At longer ranges, hunting rifles used to reach out and touch someone, travel a lot fast than that. They'll impact the target before the sound even reaches their ears. The animal won't react until struck.


----------



## X Equestris

So here's a question:  how would horse archers like the Mongols, Scythians, Parthians, etc. have carried their bows while on the march or when they weren't actively engaging?  The illustrations I have found point to a scabbard attached to the saddle, but I'd like to confirm that if someone knows for sure.


----------



## Laurence

I just read this entire thread and I couldn't help but register to the forums. Thanks so much Maiden, Allen, Valent, Quesh, Jonathan and Malik.

Sword thread here I come.

EDIT: Here's a question. The English are always pictured with longbows, but it's been said multiple times here that longbows are entirely unideal for hunting. If that's the case, what would the hunting bows of western Europe have been like?


----------



## Malik

Laurence said:


> what would the hunting bows of western Europe have been like?



Small. 

You only need about 20-30 lbs. of pull. If that. My wife is 100 lbs, and takes small game with a recurve that IIRC is in the 25-lb. range. I've seen her make an 80-yard shot on a still target (a foam buffalo, so a BIG target) with it. A simple 40-lb. stickbow will put a traditional hunting arrow completely through a deer and out the other side. My hunting bow is 55 pounds, and it is a rocket launcher as recurves go. Heavy, fast, flat-shooting, and makes catastrophic holes in critters. War bows could have been 100 lbs or more. That's like hunting with a Barrett .50 cal. You can; you just don't need it.

One big thing here is that, with a lighter bow, you have a shorter bow, so it's easier to carry and draw without being seen. The sight of a bowstick going vertical, with the limbtip moving from one side to another like a speedometer needle, is enough to make a deer run into the next ZIP code. Nothing in nature moves like that. Also, you can draw a lighter bow slowly, which gives you an edge on stealth; you could draw it s-l-o-w-l-y without alerting your prey. Pulling my 55# recurve to full draw over ten seconds is murderously difficult. I can't imagine it with a 100+ pound longbow. Yow.

Glad you enjoyed it. Welcome to Mythic Scribes.


----------



## Tom

Laurence said:


> I just read this entire thread and I couldn't help but register to the forums. Thanks so much Maiden, Allen, Valent, Quesh, Jonathan and Malik.
> 
> Sword thread here I come.
> 
> EDIT: Here's a question. The English are always pictured with longbows, but it's been said multiple times here that longbows are entirely unideal for hunting. If that's the case, what would the hunting bows of western Europe have been like?



Hey, welcome to the forums! Hope you like it here.

■ ■ ■

Task
From the archery thread above, return the part that opens with the words containing "So here's a" and closes with "knows for sure.", copied word for word.

Material provided

■ ■ ■

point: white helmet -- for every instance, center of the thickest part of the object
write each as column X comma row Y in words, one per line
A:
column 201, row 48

■ ■ ■

Answer to the task
So here's a question:  how would horse archers like the Mongols, Scythians, Parthians, etc. have carried their bows while on the march or when they weren't actively engaging?  The illustrations I have found point to a scabbard attached to the saddle, but I'd like to confirm that if someone knows for sure.